══ GIVEN ENTRIES

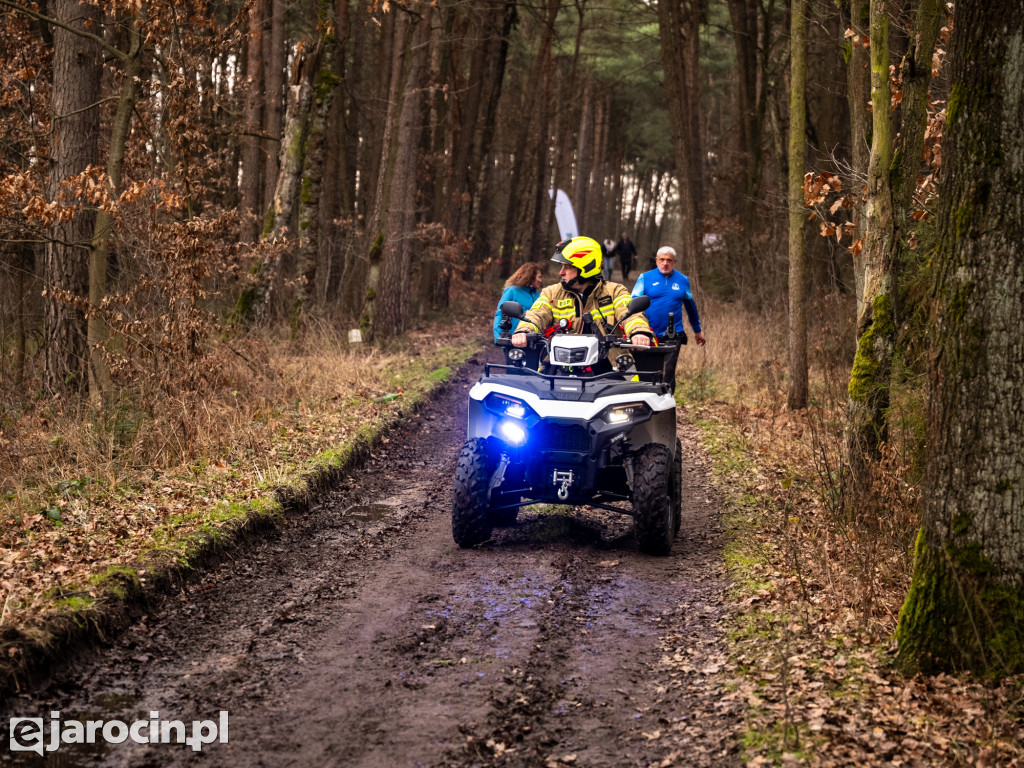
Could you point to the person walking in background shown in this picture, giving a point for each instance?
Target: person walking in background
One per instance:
(670, 292)
(625, 250)
(524, 286)
(609, 261)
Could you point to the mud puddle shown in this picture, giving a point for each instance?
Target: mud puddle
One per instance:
(359, 635)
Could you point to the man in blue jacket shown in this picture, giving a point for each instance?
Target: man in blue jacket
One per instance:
(670, 292)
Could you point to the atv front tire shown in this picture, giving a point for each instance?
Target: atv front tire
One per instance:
(676, 488)
(653, 510)
(470, 518)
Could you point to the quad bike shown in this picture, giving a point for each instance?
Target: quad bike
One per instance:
(570, 435)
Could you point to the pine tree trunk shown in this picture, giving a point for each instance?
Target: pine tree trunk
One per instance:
(325, 84)
(858, 90)
(869, 379)
(966, 603)
(798, 159)
(392, 313)
(274, 57)
(76, 127)
(252, 163)
(679, 24)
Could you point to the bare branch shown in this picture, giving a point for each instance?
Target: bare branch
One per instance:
(116, 52)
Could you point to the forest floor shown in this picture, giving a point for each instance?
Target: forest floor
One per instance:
(356, 633)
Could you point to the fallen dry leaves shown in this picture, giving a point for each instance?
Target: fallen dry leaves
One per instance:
(68, 516)
(813, 606)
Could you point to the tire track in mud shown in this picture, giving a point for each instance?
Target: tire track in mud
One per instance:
(359, 635)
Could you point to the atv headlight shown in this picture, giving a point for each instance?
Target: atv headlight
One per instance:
(626, 413)
(505, 406)
(513, 432)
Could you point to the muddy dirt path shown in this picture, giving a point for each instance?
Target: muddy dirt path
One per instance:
(359, 635)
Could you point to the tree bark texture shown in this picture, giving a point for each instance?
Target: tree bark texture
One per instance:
(858, 94)
(274, 57)
(99, 378)
(869, 379)
(252, 162)
(679, 24)
(532, 102)
(500, 28)
(399, 240)
(798, 257)
(74, 146)
(966, 603)
(324, 87)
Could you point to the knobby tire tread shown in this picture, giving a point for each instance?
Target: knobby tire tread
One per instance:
(470, 520)
(653, 523)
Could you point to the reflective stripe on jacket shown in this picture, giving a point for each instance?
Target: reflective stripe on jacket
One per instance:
(607, 301)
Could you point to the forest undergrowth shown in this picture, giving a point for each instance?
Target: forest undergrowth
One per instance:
(818, 573)
(88, 496)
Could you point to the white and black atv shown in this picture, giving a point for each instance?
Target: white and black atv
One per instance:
(570, 435)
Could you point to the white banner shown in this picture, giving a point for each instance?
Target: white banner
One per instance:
(563, 214)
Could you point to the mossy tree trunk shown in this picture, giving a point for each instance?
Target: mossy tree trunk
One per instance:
(869, 379)
(966, 603)
(798, 256)
(907, 160)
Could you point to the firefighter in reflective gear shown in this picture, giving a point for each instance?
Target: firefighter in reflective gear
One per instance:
(582, 294)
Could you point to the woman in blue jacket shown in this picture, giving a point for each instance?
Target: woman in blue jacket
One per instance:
(524, 286)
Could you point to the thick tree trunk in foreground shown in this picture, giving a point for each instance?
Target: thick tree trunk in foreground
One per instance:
(798, 256)
(966, 604)
(76, 129)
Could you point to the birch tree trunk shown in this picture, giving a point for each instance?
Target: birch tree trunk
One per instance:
(966, 602)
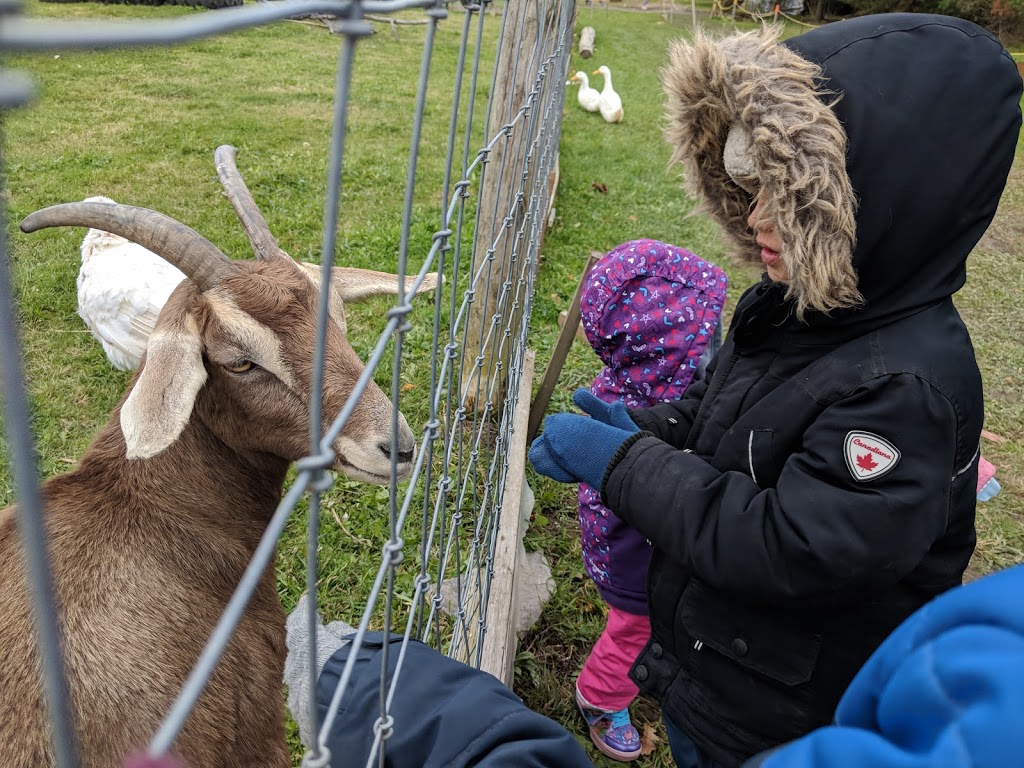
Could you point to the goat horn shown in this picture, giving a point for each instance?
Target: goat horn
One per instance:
(264, 245)
(202, 261)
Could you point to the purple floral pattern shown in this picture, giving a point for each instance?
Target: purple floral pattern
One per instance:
(650, 311)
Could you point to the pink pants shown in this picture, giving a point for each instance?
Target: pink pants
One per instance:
(604, 681)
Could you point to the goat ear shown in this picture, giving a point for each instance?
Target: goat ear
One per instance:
(353, 285)
(160, 404)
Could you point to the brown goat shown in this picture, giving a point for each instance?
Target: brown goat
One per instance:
(151, 532)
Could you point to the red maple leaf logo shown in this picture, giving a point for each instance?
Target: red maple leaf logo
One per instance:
(866, 462)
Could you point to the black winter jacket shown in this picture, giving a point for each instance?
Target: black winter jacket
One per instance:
(818, 486)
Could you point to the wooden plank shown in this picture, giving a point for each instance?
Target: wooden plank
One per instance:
(500, 640)
(558, 355)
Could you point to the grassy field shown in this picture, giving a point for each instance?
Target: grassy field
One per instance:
(140, 127)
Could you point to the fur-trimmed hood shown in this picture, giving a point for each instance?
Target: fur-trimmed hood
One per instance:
(881, 145)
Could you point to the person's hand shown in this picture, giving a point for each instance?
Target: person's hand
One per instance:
(576, 449)
(606, 413)
(329, 640)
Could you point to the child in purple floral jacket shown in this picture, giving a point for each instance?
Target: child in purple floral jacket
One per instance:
(651, 312)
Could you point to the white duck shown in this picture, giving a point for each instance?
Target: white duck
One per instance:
(610, 104)
(589, 97)
(122, 287)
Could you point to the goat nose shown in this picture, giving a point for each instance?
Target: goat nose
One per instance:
(404, 455)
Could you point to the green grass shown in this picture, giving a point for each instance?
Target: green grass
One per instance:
(140, 126)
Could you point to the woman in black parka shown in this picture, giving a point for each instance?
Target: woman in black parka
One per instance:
(818, 485)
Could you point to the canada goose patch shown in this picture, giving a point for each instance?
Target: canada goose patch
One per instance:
(868, 456)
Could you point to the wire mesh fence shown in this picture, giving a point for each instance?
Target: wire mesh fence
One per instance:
(444, 527)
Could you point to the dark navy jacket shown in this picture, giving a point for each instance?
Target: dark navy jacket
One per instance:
(945, 690)
(445, 714)
(820, 487)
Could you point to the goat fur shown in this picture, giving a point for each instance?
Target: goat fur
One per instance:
(145, 552)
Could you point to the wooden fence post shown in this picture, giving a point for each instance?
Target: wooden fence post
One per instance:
(500, 212)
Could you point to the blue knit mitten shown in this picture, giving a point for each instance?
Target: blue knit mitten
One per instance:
(576, 449)
(613, 414)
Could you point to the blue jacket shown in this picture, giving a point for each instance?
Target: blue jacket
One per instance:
(945, 690)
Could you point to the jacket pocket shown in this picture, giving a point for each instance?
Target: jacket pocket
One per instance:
(760, 461)
(752, 670)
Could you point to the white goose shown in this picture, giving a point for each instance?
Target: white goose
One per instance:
(610, 104)
(589, 98)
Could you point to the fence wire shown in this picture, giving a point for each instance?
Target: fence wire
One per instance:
(496, 200)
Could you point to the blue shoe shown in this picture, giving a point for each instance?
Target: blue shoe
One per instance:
(611, 732)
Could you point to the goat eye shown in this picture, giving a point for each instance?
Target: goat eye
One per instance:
(241, 367)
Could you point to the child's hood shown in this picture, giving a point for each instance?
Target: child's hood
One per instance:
(882, 145)
(649, 310)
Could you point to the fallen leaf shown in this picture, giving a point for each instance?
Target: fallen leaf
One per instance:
(649, 740)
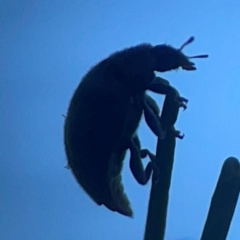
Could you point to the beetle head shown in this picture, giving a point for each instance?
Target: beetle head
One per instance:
(168, 58)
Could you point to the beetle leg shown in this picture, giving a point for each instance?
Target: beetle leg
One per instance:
(152, 118)
(141, 175)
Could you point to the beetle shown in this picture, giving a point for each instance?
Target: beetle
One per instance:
(99, 127)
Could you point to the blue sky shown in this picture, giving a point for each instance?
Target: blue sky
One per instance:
(45, 49)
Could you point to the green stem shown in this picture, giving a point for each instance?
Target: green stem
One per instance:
(158, 203)
(223, 202)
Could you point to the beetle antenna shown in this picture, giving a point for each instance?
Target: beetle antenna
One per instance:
(200, 56)
(190, 40)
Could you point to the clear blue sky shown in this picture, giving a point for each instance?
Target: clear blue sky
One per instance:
(45, 49)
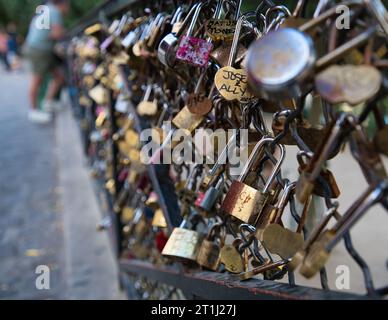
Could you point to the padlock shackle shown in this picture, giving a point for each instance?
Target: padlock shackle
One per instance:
(372, 196)
(197, 11)
(222, 156)
(252, 160)
(284, 199)
(236, 38)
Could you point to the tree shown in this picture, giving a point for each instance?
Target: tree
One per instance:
(20, 12)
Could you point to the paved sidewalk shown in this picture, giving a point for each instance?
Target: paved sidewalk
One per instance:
(44, 217)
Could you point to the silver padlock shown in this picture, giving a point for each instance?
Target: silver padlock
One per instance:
(168, 45)
(212, 195)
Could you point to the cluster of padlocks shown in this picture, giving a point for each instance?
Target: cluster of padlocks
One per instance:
(211, 65)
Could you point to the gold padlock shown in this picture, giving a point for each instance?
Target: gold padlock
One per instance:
(245, 202)
(209, 252)
(183, 244)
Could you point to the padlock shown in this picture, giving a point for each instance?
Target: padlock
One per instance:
(168, 45)
(281, 241)
(232, 83)
(272, 213)
(312, 136)
(232, 258)
(216, 170)
(99, 95)
(245, 202)
(185, 120)
(307, 179)
(211, 196)
(197, 102)
(332, 191)
(282, 72)
(209, 252)
(159, 220)
(348, 83)
(183, 244)
(147, 107)
(191, 50)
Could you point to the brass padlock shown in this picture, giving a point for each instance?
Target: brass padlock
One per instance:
(147, 107)
(183, 244)
(209, 253)
(187, 120)
(245, 202)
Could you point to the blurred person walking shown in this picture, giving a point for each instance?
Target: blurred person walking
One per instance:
(4, 49)
(13, 47)
(39, 50)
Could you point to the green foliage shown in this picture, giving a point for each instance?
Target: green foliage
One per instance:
(20, 12)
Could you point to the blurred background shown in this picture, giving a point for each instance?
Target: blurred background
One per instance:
(49, 207)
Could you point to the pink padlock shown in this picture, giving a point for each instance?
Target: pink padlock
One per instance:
(194, 51)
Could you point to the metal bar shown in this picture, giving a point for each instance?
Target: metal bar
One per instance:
(108, 8)
(217, 286)
(160, 184)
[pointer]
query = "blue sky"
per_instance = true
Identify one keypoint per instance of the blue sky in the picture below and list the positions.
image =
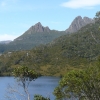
(16, 16)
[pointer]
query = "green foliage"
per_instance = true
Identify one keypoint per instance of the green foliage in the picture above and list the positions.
(83, 84)
(40, 97)
(71, 51)
(97, 14)
(24, 74)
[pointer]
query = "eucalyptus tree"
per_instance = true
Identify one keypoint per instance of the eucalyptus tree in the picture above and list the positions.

════

PROBLEM TO SOLVE: Read through the data above. Report each line that has the word "cluster".

SOLUTION TO THIS TASK:
Could you point to the cluster of padlocks shown in this picture, giving a point for each instance?
Target: cluster of padlocks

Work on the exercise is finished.